Brief
Below is a block of records; please copy all of them exactly.

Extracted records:
▬▬▬

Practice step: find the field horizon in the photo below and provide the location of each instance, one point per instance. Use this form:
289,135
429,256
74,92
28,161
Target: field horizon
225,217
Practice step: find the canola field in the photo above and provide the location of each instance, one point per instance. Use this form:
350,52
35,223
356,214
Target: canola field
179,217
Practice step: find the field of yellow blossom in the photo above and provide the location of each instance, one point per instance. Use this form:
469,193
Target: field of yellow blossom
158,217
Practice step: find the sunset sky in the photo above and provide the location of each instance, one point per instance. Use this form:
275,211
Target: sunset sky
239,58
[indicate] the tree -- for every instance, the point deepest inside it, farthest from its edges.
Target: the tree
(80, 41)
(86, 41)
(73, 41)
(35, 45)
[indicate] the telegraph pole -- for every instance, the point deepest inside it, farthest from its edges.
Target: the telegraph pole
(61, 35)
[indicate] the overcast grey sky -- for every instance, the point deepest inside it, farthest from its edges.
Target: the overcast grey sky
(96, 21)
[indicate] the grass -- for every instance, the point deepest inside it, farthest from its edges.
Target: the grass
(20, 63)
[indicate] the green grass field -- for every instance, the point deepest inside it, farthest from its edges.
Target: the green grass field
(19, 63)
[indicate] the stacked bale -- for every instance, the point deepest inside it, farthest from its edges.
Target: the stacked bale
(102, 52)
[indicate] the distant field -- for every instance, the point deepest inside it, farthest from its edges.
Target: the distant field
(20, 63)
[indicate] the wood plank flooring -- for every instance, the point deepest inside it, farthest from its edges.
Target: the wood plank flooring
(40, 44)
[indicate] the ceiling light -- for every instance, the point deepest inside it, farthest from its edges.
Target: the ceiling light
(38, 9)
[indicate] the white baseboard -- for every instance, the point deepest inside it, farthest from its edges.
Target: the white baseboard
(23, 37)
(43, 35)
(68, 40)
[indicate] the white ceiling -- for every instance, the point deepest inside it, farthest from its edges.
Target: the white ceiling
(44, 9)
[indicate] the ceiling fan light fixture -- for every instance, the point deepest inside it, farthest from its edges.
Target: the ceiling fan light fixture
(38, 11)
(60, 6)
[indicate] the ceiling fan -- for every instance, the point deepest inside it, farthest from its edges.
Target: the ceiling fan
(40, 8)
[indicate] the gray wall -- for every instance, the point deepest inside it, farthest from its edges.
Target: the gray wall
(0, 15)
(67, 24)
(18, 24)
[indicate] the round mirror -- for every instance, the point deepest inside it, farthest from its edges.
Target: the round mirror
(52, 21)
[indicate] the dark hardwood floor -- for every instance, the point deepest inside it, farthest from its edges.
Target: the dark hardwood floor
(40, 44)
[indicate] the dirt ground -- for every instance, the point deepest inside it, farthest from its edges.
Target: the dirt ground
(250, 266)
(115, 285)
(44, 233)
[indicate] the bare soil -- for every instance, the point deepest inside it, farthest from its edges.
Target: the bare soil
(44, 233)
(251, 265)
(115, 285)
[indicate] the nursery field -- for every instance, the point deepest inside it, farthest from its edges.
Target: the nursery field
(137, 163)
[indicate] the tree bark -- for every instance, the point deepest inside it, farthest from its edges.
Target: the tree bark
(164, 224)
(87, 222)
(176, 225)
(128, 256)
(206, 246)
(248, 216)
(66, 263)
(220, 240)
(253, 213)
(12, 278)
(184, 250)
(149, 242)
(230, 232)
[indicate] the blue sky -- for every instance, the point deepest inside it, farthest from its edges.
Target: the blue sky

▬▬▬

Task solution
Practice step: find the field horizon in the photo below and provide the location of each instance, one point per instance. Use this form:
289,135
429,256
74,92
28,161
Target: field horizon
225,217
Practice step: find the canola field in the photo above and provide the location of each instance, one point per instance. Use this form:
350,52
35,223
356,214
Target: canola field
179,217
Practice step: find the field of yellow blossom in the photo above and provide the location of each instance, one point per instance. Use this form:
469,193
Target: field of yellow blossom
158,217
Practice step: find the sunset sky in the photo above and provide the location of each instance, one point per instance. Use this form:
275,211
Target: sunset sky
239,58
[indicate] the tree -- for every instance, the point deepest inside it, farthest from its edges.
Target: the tree
(80, 41)
(86, 41)
(73, 41)
(35, 45)
[indicate] the telegraph pole -- for every instance, the point deepest inside it, farthest from its edges.
Target: the telegraph pole
(61, 35)
[indicate] the overcast grey sky -- for every instance, the point deepest inside it, farthest from its edges.
Target: the overcast grey sky
(96, 21)
[indicate] the grass -- for every instance, the point deepest inside it, farthest from its edges.
Target: the grass
(20, 63)
[indicate] the green grass field -- for every instance, the point deepest inside it, farthest from its edges.
Target: the green grass field
(19, 63)
[indicate] the stacked bale -- for every instance, the point deepest inside it, farthest from its edges.
Target: the stacked bale
(102, 52)
[indicate] the distant field -- for every instance, the point deepest inside it, farthest from its edges.
Target: the distant field
(20, 63)
[indicate] the wood plank flooring -- for every instance, the point deepest inside it, farthest from its edges.
Target: the wood plank flooring
(40, 44)
[indicate] the ceiling light -- for every instance, the point deepest inside it, farthest from its edges.
Target: the ceiling light
(38, 9)
[indicate] the white baseboard -- for every instance, the point deepest inside it, farthest from its edges.
Target: the white baseboard
(23, 37)
(43, 35)
(68, 40)
[indicate] the white ceiling -- for every instance, the point deepest inside it, farthest from its edges.
Target: the white ceiling
(44, 9)
[indicate] the ceiling fan light fixture -- for every instance, the point deepest inside it, farthest from its edges.
Target: the ceiling fan light fixture
(38, 11)
(60, 6)
[indicate] the ceiling fan -- for every instance, the point deepest inside it, farthest from its edges.
Target: the ceiling fan
(40, 8)
[indicate] the gray wall -- for every instance, the point deepest inside it, farthest from its edges.
Target: the gray wall
(0, 15)
(67, 24)
(18, 24)
[indicate] the round mirror -- for every instance, the point deepest inside it, farthest from its edges.
Target: the round mirror
(52, 21)
[indicate] the dark hardwood floor -- for every instance, the point deepest inside it, farthest from its edges.
Target: the dark hardwood floor
(40, 44)
[indicate] the dirt ground -- for every instance, the point deepest inside it, farthest from its edges.
Target: the dirt ground
(250, 266)
(115, 285)
(44, 233)
[indicate] the bare soil -- for every instance, the point deepest inside it, farthest from its edges.
Target: the bare soil
(44, 233)
(251, 265)
(115, 285)
[indicate] the nursery field -- for every instance, the point deepest inside it, farthest from its edges.
Target: the nursery field
(137, 163)
[indicate] the tree bark -- for every instance, the point deepest inside it, farthest from its edges.
Target: the tree bark
(164, 224)
(87, 222)
(176, 225)
(128, 256)
(206, 246)
(248, 216)
(66, 263)
(220, 240)
(253, 213)
(12, 278)
(184, 250)
(149, 242)
(230, 232)
[indicate] the blue sky -- for every instance, the point deepest inside it, farthest from its edges.
Target: the blue sky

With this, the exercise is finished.